#### [Extracted text]
## Text Similarity

What is text similarity?  

Text similarity has to determine how ‘close’ two pieces of text are both in surface closeness [lexical similarity] and meaning [semantic similarity].  
For instance, how similar are the phrases “the cat ate the mouse” with “the mouse ate the cat food” by just looking at the words?
On the surface, if you consider only word level similarity, these two phrases appear very similar as 3 of the 4 unique words are an exact overlap. It typically does not take into account the actual meaning behind words or the entire phrase in context.
Instead of doing a word for word comparison, we also need to pay attention to context in order to capture more of the semantics. To consider semantic similarity we need to focus on phrase/paragraph levels (or lexical chain level) where a piece of text is broken into a relevant group of related words prior to computing similarity. We know that while the words significantly overlap, these two phrases actually have different meaning.  

There is a dependency structure in any sentences:  

mouse is the object of ate in the first case and food is the object of ate in the second case
Since differences in word order often go hand in hand with differences in meaning (compare the dog bites the man with the man bites the dog), we'd like our sentence embeddings to be sensitive to this variation.

But lucky we are, word vectors have evolved over the years to know the difference between record the play vs play the record

In [15]:
str1 = "I am a man. She is a woman."
str2 = """Case C-40/08

Asturcom Telecomunicaciones SL

v

Cristina Rodríguez Nogueira

(Reference for a preliminary ruling from the Juzgado de Primera Instancia nº 4 de Bilbao)

#### [Data extract]

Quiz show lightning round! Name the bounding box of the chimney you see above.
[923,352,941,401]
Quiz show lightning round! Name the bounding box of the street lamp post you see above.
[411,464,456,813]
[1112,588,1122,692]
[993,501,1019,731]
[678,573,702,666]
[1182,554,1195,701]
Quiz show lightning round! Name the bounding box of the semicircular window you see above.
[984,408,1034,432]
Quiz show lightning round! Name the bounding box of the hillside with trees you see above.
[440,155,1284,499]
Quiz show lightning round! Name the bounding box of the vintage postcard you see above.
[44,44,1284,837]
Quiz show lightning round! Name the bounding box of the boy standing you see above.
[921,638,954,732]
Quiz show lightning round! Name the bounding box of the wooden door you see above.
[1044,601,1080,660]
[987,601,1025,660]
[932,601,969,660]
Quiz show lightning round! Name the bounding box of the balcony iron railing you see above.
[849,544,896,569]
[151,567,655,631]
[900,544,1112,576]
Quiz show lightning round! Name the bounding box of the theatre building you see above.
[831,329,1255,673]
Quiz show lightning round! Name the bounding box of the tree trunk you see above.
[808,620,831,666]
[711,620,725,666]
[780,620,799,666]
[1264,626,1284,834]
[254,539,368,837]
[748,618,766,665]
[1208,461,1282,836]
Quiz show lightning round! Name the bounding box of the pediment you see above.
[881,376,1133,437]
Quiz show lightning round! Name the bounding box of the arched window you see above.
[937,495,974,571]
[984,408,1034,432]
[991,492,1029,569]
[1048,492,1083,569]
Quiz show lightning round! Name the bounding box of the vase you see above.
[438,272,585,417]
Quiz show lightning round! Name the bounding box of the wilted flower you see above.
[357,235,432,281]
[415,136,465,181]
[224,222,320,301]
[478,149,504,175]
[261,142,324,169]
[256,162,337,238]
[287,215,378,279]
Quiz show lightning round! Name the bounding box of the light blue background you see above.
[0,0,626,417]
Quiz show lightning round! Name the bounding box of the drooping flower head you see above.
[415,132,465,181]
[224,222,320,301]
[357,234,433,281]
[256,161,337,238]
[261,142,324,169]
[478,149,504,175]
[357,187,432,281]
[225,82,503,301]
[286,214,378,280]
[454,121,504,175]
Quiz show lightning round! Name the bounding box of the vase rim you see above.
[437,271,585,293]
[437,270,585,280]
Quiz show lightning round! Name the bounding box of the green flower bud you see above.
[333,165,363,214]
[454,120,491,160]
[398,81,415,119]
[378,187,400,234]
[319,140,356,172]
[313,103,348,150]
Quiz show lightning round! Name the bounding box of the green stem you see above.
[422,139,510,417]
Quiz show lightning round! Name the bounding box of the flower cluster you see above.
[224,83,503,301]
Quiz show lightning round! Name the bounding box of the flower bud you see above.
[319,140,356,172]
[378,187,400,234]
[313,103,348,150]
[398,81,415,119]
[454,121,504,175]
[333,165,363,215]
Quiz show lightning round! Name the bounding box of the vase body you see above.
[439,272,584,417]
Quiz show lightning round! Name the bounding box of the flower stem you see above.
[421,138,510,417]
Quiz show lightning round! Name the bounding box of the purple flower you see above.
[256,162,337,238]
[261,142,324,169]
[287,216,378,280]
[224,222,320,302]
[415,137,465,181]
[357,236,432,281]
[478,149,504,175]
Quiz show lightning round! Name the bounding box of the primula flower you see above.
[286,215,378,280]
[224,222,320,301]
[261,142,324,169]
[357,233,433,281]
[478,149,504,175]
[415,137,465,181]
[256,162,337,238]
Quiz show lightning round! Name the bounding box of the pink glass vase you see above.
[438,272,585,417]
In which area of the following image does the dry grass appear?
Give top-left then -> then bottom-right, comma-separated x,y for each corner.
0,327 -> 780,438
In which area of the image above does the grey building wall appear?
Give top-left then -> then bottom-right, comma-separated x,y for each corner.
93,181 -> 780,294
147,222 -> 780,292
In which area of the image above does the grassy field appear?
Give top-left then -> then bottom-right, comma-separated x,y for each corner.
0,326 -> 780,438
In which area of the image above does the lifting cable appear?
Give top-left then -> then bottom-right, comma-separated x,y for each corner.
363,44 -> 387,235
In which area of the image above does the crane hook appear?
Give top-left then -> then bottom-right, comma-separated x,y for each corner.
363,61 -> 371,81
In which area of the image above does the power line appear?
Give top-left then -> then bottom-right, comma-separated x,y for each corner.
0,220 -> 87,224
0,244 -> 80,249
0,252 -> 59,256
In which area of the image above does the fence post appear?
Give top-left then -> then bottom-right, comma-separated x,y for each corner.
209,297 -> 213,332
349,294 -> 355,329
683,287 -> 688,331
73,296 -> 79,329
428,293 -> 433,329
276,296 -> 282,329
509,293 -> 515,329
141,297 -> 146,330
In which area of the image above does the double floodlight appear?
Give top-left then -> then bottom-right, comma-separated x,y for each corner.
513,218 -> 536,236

#### [Task to carry out]
Write a continuation of the text similarity page, picking up right after its last line. The data has nothing to do with the text similarity page.

#### [Answer to this task]
(Directive 93/13/EEC – Consumer contracts – Unfair arbitration clause – Measure void – Arbitration award which has become final – Enforcement – Whether the national court responsible for enforcement can consider of its own motion whether the unfair arbitration clause is null and void – Principles of equivalence and effectiveness)
"""

In [3]:
def get_jaccard_sim(str1, str2): 
    a = set(str1.split()) 
    b = set(str2.split())
    c = a.intersection(b)
    return float(len(c)) / (len(a) + len(b) - len(c))

print(get_jaccard_sim(str1,str2))

0.03125


In [17]:
tokens_1 = str1.split()
tokens_2 = str2.split()
textdistance.jaccard(tokens_1 , tokens_2)


0.025

In [18]:
tokens_3 = "hello new world".split()
textdistance.jaccard(tokens_1 , tokens_3)

0.0

In [19]:
#https://github.com/life4/textdistance
import textdistance

textdistance.hamming('test', 'text')
# 1

textdistance.hamming.distance('test', 'text')
# 1

textdistance.hamming.similarity('test', 'text')
# 3

textdistance.hamming.normalized_distance('test', 'text')
# 0.25

textdistance.hamming.normalized_similarity('test', 'text')
# 0.75

textdistance.Hamming(qval=2).distance('test', 'text')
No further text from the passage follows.